** EXERCISE OBJECTIVE **
Please update the lines starting at the first one and ending at the one containing "39], [360, 249]]]" by changing "dark wood picture frame" to "black metal picture frame" and leaving everything else untouched. Give back only those lines.

|---|

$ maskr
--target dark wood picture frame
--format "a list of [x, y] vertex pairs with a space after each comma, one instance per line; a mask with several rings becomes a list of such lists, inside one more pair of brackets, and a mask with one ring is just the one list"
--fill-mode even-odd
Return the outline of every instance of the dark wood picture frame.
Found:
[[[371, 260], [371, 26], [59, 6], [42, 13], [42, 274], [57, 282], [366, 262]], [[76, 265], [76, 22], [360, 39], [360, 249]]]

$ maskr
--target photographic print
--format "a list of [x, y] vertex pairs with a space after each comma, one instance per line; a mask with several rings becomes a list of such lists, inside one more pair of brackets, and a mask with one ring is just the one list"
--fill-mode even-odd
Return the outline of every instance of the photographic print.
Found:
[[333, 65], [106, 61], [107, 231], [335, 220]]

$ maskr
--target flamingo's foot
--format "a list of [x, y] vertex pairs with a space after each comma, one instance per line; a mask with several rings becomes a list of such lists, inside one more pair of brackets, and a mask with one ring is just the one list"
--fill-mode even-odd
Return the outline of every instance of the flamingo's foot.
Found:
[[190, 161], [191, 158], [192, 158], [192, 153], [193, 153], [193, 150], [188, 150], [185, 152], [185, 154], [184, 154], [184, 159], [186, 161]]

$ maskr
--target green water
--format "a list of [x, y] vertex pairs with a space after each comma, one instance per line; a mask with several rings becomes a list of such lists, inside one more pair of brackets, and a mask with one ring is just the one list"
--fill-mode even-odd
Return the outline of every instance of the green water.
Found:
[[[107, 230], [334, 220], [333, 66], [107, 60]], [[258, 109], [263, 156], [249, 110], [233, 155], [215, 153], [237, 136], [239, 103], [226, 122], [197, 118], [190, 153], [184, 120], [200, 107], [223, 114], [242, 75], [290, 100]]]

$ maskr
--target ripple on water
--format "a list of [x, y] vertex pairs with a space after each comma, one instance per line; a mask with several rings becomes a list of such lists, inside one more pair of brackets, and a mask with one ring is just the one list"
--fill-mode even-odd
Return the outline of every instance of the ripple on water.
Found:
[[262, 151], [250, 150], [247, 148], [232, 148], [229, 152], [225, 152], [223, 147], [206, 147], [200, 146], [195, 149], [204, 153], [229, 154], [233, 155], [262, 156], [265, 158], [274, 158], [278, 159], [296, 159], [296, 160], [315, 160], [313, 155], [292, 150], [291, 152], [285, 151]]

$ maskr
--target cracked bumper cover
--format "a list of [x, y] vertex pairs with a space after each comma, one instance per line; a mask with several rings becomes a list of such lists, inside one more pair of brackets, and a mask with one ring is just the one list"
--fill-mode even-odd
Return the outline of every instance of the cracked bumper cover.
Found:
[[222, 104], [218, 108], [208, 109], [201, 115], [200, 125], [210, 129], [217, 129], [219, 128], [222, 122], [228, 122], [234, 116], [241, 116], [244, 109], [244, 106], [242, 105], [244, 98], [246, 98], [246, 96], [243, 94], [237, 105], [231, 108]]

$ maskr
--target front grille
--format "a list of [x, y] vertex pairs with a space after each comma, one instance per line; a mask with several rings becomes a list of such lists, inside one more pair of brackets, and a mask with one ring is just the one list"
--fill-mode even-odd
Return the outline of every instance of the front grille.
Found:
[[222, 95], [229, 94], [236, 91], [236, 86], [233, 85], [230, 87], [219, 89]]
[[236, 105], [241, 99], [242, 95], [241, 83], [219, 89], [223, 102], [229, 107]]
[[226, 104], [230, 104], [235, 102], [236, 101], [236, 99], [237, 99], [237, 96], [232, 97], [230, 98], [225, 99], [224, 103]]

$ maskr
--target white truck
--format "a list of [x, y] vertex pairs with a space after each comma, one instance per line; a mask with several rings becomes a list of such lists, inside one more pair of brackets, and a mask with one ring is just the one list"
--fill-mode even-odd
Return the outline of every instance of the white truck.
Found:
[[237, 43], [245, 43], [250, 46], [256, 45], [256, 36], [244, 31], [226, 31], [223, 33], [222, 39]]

|---|

** CORRECT RESULT **
$ maskr
--target black metal picture frame
--format "a list of [x, y] vertex pairs with a space after each comma, one instance per line; a mask with several rings becomes a list of such lists, inside one more pair of brackets, and a mask with one ring is just the one list"
--fill-mode even-odd
Return the outline of every instance of the black metal picture frame.
Found:
[[[371, 260], [371, 26], [59, 6], [42, 13], [42, 274], [57, 282], [366, 262]], [[76, 265], [76, 22], [360, 39], [360, 249]]]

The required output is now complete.